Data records
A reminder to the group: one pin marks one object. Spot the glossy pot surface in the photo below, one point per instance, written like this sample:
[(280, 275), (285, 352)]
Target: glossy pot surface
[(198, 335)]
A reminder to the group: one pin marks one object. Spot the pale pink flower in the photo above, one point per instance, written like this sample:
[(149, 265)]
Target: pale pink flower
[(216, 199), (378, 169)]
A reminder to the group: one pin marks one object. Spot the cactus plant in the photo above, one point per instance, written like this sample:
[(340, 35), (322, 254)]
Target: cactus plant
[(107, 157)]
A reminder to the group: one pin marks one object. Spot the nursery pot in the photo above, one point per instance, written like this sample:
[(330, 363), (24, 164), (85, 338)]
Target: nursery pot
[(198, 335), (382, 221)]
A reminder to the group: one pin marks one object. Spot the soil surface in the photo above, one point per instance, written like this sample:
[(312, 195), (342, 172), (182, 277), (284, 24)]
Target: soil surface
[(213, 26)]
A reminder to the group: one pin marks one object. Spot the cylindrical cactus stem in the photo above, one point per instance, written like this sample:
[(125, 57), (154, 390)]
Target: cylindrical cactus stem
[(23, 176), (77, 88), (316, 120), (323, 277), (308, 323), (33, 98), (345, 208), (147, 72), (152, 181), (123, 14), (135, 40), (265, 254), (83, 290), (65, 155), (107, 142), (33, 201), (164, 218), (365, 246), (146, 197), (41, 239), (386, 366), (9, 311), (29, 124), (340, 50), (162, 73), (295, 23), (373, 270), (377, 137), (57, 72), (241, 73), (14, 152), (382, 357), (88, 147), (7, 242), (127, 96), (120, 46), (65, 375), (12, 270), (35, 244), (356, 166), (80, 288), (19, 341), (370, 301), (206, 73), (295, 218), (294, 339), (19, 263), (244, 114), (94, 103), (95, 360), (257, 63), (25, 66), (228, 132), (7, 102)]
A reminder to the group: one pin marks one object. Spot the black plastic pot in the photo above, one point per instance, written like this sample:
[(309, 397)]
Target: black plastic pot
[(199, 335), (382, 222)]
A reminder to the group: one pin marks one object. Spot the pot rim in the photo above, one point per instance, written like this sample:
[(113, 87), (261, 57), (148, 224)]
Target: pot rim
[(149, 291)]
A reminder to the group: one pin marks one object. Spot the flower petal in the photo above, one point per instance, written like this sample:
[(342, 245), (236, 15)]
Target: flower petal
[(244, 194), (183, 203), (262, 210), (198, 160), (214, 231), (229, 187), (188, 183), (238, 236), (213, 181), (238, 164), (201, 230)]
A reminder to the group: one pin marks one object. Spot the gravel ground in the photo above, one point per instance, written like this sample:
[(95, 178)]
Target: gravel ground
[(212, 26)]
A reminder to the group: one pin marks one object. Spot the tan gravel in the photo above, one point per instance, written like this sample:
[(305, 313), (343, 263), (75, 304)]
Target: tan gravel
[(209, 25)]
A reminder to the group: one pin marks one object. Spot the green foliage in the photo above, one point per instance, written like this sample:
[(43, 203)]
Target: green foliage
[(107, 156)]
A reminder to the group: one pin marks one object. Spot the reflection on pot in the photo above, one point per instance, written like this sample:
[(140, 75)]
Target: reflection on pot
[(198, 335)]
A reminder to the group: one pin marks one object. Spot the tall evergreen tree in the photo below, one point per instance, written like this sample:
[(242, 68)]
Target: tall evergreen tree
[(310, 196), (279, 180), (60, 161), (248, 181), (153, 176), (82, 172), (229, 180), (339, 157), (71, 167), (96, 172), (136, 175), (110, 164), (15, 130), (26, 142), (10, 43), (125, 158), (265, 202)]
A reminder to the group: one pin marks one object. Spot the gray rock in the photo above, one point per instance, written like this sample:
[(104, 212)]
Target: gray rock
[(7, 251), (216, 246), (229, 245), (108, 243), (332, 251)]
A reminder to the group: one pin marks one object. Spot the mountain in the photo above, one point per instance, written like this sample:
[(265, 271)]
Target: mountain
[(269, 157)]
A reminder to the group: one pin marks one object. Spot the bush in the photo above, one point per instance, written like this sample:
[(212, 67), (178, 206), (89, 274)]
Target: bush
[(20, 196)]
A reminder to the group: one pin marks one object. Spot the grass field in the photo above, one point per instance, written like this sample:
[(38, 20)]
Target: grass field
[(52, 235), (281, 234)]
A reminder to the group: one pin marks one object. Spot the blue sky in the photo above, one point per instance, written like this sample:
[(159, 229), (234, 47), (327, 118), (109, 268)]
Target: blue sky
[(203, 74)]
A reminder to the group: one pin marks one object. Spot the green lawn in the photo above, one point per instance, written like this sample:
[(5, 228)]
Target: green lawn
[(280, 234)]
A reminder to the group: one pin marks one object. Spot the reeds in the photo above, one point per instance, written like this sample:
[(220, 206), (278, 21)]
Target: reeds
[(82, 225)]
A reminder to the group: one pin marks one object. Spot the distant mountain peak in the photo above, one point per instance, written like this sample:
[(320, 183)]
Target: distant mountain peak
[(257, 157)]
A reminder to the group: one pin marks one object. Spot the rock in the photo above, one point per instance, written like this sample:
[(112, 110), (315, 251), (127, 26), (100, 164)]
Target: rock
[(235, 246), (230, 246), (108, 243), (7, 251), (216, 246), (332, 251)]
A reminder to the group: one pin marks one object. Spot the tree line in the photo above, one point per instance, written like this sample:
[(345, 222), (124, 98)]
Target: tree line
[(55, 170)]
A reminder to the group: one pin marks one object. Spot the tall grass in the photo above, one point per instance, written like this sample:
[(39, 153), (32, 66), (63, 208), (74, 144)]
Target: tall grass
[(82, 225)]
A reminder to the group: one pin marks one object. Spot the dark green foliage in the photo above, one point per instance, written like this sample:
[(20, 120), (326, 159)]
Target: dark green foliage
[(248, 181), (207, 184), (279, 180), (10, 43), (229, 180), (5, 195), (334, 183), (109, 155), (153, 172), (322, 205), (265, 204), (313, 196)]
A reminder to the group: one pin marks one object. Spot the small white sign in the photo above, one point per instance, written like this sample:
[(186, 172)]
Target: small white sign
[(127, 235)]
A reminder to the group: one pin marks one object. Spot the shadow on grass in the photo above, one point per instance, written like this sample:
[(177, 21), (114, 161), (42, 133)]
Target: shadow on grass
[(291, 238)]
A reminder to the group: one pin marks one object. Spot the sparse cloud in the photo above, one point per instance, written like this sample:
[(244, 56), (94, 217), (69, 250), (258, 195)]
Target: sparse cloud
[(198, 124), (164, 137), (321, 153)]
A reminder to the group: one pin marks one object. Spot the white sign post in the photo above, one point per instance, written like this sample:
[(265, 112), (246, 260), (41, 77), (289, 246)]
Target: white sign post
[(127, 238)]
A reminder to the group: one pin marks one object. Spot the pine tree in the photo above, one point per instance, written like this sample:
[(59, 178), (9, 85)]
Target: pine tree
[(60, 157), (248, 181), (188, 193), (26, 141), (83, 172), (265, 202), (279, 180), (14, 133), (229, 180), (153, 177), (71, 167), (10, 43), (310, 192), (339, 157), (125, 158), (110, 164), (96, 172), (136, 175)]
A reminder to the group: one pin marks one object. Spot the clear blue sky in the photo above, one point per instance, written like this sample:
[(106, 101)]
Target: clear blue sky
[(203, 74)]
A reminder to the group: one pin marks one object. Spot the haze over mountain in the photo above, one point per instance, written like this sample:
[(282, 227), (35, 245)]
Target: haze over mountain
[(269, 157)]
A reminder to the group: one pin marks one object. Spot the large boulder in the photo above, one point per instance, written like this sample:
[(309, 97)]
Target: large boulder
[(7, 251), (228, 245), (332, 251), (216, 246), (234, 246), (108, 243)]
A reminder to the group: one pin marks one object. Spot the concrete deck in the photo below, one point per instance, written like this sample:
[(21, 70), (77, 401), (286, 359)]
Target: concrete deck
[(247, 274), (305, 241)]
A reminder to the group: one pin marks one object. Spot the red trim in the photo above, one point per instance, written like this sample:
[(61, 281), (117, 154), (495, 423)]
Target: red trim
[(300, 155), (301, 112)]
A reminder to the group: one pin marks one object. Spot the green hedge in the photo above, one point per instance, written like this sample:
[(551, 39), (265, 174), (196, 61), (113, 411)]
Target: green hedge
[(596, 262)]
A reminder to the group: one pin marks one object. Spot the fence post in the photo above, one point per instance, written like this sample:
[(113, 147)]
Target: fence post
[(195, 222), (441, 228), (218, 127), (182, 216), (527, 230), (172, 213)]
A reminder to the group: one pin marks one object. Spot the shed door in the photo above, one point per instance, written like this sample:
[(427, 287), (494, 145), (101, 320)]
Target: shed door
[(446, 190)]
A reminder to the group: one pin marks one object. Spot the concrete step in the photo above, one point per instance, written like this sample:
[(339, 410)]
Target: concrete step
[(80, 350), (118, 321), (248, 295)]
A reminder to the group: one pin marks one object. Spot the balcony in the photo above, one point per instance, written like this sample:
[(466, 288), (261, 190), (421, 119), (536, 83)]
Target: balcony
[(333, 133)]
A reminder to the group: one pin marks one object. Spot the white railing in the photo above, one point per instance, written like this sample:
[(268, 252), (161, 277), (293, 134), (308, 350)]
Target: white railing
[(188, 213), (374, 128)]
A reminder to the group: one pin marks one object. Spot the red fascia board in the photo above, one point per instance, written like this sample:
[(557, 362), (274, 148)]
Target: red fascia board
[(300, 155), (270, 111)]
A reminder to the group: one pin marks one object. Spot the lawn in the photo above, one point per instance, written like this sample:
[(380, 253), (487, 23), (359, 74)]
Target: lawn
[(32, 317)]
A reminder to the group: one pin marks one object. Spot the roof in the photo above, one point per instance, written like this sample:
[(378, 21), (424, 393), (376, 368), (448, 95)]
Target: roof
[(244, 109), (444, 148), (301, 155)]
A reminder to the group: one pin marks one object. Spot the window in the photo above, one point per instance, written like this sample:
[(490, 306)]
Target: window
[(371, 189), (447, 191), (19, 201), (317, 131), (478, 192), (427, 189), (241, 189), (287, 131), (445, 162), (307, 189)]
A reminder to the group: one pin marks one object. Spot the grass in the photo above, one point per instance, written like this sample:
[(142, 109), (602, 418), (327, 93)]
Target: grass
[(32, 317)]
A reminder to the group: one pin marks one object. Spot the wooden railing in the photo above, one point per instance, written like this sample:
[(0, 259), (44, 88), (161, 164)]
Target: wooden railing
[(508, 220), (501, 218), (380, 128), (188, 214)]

■ WHAT YOU ARE ASKED TO DO: Please list every line of the records that contains "below".

■ EXERCISE RESULT:
A reminder to the group: one pin marks one object. Spot the glossy pot surface in the photo below, one point per instance, written like this sample:
A reminder to the group: one pin marks one object. Spot the tall evergreen tree in the photo below, one point per instance, written like this sample:
A reminder to the group: one pin marks one object. Spot the concrete deck in the photo below, one point per instance, written like this sample:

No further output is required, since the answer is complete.